* Page extract:
# Hows is corn planting going in your state?



## Vol (Jul 5, 2009)

Check and see how folks around you are doing in their corn planting this spring?

Regards, Mike

Corn Planting Map


----------



## haybaler101 (Nov 30, 2008)

Well, Indiana is 6% done. I think it must all be in a 4 county area around me, because most people are wrapping up their corn and have a good start on beans already.


----------



## swmnhay (Jun 13, 2008)

I've onlt seen 3 fields planted so far, and I've put on 1300 miles in last few days.But i was up to NW Mn.Alot of wheat was going in the ground up there on friday.


----------



## mlappin (Jun 25, 2009)

only a few I've heard of planted a few test plots to make sure the planters are ready. It's been quite chilly lately, I'm going to get a thermometer out and check ground temp.


----------



## NDVA HAYMAN (Nov 24, 2009)

Some corn planted here. Calling for a hard freeze tonite 60 miles west of me but not here. Keeping our fingers crossed for everyone.


----------



## haybaler101 (Nov 30, 2008)

Got done planting last nite, think I can start on second planting later in the week. 31.5 degrees right now and dropping.

[Pointing dataset listing]
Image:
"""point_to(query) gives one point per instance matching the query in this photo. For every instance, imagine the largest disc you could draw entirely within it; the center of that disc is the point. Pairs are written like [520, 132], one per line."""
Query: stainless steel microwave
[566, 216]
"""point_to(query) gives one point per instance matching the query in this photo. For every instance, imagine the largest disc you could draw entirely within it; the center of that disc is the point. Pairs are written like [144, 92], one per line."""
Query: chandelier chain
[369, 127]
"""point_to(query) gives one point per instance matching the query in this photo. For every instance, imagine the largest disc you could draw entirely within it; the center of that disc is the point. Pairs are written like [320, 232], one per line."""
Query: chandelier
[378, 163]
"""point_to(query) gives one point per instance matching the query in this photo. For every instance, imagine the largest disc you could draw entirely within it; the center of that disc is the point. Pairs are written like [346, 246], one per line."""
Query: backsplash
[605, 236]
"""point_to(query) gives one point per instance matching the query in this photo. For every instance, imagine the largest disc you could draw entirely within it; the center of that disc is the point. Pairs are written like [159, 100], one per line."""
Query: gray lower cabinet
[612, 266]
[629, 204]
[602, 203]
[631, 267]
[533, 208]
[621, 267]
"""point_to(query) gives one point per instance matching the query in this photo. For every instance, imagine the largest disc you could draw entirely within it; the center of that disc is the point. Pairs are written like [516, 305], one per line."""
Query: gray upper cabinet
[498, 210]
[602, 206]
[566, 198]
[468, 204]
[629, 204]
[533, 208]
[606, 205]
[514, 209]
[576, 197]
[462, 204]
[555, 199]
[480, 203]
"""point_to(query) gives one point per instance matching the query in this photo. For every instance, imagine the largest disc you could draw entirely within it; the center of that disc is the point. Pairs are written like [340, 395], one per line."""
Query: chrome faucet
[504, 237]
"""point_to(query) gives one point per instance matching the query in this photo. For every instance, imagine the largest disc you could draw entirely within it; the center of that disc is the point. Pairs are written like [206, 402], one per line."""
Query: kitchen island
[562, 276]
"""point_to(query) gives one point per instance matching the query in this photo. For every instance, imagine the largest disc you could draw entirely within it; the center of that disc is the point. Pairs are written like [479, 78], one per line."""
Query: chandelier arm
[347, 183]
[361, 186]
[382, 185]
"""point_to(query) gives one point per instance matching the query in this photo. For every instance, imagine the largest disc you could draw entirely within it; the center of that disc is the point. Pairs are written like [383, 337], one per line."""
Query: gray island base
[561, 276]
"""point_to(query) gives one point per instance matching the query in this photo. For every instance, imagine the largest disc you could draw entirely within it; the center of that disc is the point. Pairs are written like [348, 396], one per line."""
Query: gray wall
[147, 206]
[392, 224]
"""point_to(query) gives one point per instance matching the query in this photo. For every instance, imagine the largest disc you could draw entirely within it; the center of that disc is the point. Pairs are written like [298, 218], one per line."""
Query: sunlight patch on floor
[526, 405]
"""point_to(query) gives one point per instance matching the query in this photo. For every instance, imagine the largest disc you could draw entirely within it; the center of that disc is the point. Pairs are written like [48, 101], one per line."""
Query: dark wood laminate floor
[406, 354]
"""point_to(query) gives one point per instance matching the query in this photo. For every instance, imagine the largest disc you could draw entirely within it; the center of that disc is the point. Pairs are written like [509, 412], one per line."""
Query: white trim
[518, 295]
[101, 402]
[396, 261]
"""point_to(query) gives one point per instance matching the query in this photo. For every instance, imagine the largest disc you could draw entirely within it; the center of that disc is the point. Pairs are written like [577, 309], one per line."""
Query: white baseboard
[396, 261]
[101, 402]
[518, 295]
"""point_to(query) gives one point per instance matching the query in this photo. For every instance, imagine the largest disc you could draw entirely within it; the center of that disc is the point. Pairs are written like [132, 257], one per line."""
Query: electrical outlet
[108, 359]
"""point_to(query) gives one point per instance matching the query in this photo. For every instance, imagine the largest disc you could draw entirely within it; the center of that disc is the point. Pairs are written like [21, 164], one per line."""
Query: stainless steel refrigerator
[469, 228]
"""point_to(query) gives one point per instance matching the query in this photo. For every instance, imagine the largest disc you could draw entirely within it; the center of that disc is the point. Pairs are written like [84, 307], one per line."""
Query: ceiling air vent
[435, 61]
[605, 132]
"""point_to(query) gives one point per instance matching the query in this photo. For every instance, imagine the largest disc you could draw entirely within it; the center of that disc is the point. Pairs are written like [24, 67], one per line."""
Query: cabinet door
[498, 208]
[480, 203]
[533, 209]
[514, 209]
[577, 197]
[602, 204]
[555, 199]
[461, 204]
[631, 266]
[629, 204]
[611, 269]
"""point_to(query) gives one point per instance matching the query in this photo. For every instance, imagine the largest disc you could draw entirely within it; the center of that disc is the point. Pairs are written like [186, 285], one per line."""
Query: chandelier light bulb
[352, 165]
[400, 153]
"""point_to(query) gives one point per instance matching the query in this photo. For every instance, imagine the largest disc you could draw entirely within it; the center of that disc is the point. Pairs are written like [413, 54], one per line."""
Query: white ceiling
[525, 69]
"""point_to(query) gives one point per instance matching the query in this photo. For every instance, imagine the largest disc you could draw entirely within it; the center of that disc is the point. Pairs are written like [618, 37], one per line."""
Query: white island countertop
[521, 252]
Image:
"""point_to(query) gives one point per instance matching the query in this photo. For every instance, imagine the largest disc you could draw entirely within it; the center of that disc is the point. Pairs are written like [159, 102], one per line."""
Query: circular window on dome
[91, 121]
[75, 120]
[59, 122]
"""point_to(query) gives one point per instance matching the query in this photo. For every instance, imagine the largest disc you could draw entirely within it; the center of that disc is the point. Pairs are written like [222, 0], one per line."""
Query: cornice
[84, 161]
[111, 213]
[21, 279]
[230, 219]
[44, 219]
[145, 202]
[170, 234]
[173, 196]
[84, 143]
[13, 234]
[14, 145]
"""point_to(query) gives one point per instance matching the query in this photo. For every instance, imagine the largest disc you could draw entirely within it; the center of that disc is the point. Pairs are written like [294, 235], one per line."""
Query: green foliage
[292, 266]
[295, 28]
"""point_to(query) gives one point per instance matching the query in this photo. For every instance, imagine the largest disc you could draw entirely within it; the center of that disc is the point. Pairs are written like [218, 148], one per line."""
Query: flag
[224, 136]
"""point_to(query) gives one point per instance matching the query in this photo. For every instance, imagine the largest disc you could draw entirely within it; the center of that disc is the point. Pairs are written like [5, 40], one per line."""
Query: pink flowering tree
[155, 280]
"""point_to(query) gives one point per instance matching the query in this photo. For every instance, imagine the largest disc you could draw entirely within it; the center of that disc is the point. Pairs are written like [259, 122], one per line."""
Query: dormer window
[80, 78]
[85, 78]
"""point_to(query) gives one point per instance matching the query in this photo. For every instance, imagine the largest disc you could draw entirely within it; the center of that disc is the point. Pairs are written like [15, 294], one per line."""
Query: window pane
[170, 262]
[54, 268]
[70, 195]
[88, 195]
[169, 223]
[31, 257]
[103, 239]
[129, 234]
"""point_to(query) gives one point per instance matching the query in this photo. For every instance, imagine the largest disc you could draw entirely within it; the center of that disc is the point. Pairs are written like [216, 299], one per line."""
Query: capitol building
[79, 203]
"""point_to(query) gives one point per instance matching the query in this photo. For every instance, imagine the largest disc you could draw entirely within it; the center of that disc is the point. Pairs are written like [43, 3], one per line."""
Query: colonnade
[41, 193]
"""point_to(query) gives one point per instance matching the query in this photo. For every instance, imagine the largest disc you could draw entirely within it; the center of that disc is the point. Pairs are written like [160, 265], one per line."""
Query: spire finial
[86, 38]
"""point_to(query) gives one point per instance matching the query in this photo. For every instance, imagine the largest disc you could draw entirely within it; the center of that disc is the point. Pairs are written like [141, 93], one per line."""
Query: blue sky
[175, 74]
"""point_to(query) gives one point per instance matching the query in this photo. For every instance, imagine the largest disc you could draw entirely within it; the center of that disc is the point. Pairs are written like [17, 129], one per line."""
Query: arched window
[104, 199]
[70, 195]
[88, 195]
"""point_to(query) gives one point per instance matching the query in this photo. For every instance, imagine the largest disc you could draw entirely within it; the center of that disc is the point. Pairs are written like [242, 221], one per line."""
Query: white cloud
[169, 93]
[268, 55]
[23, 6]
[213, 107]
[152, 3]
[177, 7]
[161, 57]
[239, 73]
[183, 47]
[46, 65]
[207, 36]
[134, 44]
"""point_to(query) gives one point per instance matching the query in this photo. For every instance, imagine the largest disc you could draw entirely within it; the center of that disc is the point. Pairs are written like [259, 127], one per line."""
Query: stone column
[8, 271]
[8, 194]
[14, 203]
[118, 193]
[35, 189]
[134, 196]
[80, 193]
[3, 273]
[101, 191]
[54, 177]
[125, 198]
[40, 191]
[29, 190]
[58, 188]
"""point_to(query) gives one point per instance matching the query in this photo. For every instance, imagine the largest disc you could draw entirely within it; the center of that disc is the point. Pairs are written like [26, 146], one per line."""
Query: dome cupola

* What the task asks: Give a three-sentence summary of the corn planting thread. The listing stands apart from the corn planting thread as separate material.

* Written response: A forum member asks how people nearby are doing with their corn planting this spring and points to a corn planting map. Replies differ: one poster says Indiana is 6% done but most people around that poster are wrapping up corn and starting beans, another has seen only 3 planted fields in 1300 miles, and a third knows only of a few test plots because it has been chilly. One member reports some corn planted despite a hard freeze forecast 60 miles west, and the Indiana poster later finishes planting with the temperature at 31.5 degrees and dropping.